*** DATA IN THIS EXERCISE
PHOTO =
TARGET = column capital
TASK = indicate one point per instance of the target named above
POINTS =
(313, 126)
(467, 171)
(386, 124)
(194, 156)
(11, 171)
******
**INSTRUCTIONS FOR THE TASK:** Format every line of the rows above as a Markdown table with two columns, Line and Text. Number the lines in order and omit any blank lines.

**ANSWER BELOW:**
| Line | Text |
|---|---|
| 1 | PHOTO = |
| 2 | TARGET = column capital |
| 3 | TASK = indicate one point per instance of the target named above |
| 4 | POINTS = |
| 5 | (313, 126) |
| 6 | (467, 171) |
| 7 | (386, 124) |
| 8 | (194, 156) |
| 9 | (11, 171) |